Requirement 1
List every category the blog post on albino villains is filed under.
Requirement 2
Reproduce the blog post on albino villains from "May 19, 2006" up to and including "pissed about it.".

Sufficient Scruples

Bioethics, healthcare policy, and related issues.

May 19, 2006

Bio-Deviants as Monsters: The Perpetual Meme

by @ 11:29 PM. Filed under BioFlix, General, Healthcare Politics, Personhood, Theory

I don’t have much interest in or concern for The Da Vinci Code in any of its manifestations, and even less for the predictable special-interest Catholic whining that accompanies almost any artwork touching on their preferred view of the world. However, one complaint about the newly-released film caught my attention. Fans of the book or movie will not be surprised, but I was not previously aware that one of the chief villains in the story is an assassin monk who has albinism. (What? No dwarf?) This makes approximately the gazillionth “deformed” villain in the history of movies, stage, and novels, and the albinos in particular – a polite but feisty bunch – are getting pissed about it.

Critics cite a long list of albinos cast as heavies by Hollywood: The dreadlocked twins in “The Matrix Reloaded,” a powder-haired hit man in the Chevy Chase-Goldie Hawn crime romp “Foul Play,” the pasty zombies in “The Omega Man,” a sadistic killer in “Cold Mountain,” even the wicked executioner in the fairy-tale comedy “The Princess Bride.”

[Data entries]
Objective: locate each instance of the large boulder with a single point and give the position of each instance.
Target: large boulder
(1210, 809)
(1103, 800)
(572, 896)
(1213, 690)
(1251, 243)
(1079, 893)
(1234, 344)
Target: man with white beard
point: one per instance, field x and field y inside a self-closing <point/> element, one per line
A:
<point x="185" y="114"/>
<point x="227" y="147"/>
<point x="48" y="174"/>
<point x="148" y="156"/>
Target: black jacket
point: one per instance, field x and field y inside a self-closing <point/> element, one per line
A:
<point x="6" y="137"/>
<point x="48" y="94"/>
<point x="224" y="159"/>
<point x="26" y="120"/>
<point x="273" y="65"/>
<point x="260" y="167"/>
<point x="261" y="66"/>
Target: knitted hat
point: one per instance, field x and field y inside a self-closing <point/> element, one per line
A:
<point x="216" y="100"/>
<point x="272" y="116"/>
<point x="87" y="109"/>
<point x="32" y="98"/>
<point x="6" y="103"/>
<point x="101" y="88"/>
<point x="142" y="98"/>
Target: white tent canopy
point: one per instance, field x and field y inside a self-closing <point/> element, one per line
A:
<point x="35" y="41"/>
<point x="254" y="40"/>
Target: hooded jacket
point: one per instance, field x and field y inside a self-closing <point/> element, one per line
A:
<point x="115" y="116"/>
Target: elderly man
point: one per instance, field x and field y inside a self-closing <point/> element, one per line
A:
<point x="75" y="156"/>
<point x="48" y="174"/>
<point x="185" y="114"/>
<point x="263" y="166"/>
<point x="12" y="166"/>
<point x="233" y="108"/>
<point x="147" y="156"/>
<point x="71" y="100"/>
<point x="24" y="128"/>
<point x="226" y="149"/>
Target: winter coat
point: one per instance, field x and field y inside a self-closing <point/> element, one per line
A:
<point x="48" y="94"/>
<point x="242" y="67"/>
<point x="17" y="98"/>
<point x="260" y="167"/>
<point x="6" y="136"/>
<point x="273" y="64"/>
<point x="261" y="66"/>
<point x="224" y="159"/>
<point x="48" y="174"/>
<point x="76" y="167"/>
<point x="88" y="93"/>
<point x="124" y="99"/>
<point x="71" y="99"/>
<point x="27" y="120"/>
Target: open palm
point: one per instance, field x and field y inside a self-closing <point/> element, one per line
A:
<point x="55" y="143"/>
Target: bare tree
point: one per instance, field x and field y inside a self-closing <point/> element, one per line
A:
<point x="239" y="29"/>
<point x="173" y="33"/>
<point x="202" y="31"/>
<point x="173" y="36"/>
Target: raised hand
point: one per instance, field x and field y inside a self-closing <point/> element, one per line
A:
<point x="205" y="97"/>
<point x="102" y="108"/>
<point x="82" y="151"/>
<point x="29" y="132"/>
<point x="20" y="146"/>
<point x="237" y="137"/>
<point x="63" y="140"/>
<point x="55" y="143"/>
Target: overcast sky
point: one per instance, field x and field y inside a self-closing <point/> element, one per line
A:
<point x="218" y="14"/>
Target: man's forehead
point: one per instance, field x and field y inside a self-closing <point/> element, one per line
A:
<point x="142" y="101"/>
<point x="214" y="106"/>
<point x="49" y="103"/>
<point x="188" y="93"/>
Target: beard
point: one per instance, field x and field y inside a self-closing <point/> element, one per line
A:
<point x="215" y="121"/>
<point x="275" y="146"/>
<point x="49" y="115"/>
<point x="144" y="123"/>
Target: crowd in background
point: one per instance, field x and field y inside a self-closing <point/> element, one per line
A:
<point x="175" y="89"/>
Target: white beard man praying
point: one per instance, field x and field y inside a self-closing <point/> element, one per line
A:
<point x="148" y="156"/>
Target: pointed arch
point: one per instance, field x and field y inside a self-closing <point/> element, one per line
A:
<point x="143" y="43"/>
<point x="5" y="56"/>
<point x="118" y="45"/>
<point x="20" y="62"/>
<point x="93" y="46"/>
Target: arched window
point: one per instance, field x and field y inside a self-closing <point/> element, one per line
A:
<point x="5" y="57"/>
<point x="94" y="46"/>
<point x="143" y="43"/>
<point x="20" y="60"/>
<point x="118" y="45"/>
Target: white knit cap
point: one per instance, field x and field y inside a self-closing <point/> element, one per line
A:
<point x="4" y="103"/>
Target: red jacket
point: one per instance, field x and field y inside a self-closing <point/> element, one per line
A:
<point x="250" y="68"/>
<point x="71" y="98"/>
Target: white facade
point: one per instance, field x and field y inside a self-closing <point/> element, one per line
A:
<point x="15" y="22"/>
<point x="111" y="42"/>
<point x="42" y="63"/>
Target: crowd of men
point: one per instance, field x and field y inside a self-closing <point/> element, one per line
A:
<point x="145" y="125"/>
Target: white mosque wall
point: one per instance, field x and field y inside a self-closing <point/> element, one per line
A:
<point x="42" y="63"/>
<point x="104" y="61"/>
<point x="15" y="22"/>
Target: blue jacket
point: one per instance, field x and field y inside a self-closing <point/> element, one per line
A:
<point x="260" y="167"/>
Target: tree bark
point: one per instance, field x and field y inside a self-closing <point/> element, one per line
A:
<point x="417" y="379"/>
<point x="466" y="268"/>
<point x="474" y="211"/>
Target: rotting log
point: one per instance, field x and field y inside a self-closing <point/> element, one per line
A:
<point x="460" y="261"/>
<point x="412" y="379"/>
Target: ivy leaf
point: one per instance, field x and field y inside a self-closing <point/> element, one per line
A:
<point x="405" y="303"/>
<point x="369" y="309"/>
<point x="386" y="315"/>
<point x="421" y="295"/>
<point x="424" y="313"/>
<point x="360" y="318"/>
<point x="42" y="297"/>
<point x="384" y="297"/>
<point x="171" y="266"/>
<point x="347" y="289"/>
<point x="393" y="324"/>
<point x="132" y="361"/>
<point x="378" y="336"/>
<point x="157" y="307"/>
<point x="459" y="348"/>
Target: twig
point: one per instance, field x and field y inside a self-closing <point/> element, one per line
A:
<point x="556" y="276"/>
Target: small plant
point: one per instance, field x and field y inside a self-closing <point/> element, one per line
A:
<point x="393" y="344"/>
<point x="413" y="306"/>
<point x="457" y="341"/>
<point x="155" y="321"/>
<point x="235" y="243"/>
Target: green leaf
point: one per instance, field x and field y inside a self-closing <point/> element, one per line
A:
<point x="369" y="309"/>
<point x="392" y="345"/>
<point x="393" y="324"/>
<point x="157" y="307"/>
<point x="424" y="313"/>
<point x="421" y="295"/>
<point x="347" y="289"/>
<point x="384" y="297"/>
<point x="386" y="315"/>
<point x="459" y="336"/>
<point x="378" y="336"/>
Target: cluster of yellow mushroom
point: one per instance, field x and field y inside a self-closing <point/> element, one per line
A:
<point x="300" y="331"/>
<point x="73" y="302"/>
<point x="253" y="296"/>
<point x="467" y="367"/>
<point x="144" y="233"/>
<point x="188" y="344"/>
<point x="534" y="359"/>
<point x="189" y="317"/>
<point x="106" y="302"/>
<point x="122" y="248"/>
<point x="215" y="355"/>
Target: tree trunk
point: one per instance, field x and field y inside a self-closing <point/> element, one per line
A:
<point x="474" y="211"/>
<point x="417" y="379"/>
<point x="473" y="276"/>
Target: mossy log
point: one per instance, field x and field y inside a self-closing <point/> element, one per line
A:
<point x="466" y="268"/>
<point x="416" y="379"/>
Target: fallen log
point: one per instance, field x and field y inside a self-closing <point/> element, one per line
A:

Response area 1
BioFlix, General, Healthcare Politics, Personhood, Theory

Response area 2
May 19, 2006

Bio-Deviants as Monsters: The Perpetual Meme

by @ 11:29 PM. Filed under BioFlix, General, Healthcare Politics, Personhood, Theory

I don’t have much interest in or concern for The Da Vinci Code in any of its manifestations, and even less for the predictable special-interest Catholic whining that accompanies almost any artwork touching on their preferred view of the world. However, one complaint about the newly-released film caught my attention. Fans of the book or movie will not be surprised, but I was not previously aware that one of the chief villains in the story is an assassin monk who has albinism. (What? No dwarf?) This makes approximately the gazillionth “deformed” villain in the history of movies, stage, and novels, and the albinos in particular – a polite but feisty bunch – are getting pissed about it.